Job a:
In the entries below, list every line that contains the string "tundra", treating uppercase and lowercase letters as distinct.

Text to read:
───
I trained a DIET model with these regexes in my NLU.md file, with the RegexFeaturizer turned on in my pipeline, however, my bot didn’t understand a certain year that matches the regex (four digits).
Is the regex information in the nlu.md file only for interpretation by the RegexFeaturizer, or is there a way to turn on exact matching entities according to the regex with higher priority than the DIET / ML model?
Use word boundaries \b[0-9]{4}\b
around your regexes to improve them. With your regexes the year will match two times with any zipcode.
Do you have training examples with years in your training data?
I do have many examples. DIET found 1980 but not 2334.
An update: This is still an issue for me:
Here are my regex patterns:
## regex:yearBorn
- \b[0-9]{4}\b
## regex:zipCode
- \b[0-9]{5}\b
Rasa still makes interpretations that confuse these entities:
language: en
pipeline:
- name: ConveRTTokenizer
intent_tokenization_flag: true
intent_split_symbol: +
- name: ConveRTFeaturizer
- name: RegexFeaturizer
- name: LexicalSyntacticFeaturizer
- name: CountVectorsFeaturizer
- name: CountVectorsFeaturizer
analyzer: char_wb
min_ngram: 1
max_ngram: 4
- name: DIETClassifier
epochs: 30
num_transformer_layers: 4
transformer_size: 256
use_masked_language_model: false
drop_rate: 0.25
weight_sparsity: 0.7
batch_size:
- 32
- 128
embedding_dimension: 30
hidden_layer_sized:
text:
- 512
- 128
- name: DucklingHTTPExtractor
url: http://localhost:8000
dimensions:
- time
- number
locale: en_US
timezone: US/Pacific
timeout: 3
- name: EntitySynonymMapper
Akhil
(Akhil)
September 4, 2020, 3:08pm
5
Hi @argideritzalpea . Did u solve it?
If not could try removing - name: LexicalSyntacticFeaturizer
and see?
───
Records for position identification:

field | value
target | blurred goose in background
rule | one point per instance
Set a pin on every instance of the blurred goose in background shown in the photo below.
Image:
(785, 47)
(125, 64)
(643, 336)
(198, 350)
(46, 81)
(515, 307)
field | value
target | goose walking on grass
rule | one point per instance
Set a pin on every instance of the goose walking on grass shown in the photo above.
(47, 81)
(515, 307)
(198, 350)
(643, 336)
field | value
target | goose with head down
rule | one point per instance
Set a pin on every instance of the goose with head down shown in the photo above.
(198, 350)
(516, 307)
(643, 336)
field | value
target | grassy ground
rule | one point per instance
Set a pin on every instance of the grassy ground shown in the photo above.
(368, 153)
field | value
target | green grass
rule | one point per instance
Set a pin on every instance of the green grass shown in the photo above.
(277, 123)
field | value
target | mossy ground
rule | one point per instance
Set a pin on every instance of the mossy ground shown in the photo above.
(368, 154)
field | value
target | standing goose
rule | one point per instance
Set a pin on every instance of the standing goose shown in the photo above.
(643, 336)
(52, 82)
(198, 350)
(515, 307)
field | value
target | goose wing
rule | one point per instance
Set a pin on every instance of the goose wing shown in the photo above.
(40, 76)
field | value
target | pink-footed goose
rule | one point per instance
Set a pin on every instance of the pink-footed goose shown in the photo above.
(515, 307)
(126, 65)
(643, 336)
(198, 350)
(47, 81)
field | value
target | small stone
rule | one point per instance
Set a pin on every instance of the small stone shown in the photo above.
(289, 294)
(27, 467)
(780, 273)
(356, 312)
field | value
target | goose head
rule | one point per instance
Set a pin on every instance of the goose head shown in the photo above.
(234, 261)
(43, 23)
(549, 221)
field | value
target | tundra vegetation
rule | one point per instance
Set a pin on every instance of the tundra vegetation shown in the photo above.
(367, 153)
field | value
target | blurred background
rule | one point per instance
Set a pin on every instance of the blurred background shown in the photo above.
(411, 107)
───
Job b:
Answer these questions from the forum thread above:
(i) Which word-boundary pattern is suggested for matching a four-digit year?
(ii) Which year did DIET find, and which did it fail to find?
(iii) Which pipeline component does the final reply suggest removing?

Exercise solution a:
target | tundra vegetation
Set a pin on every instance of the tundra vegetation shown in the photo above.

Exercise solution b:
(i) \b[0-9]{4}\b
(ii) DIET found 1980 but not 2334.
(iii) LexicalSyntacticFeaturizer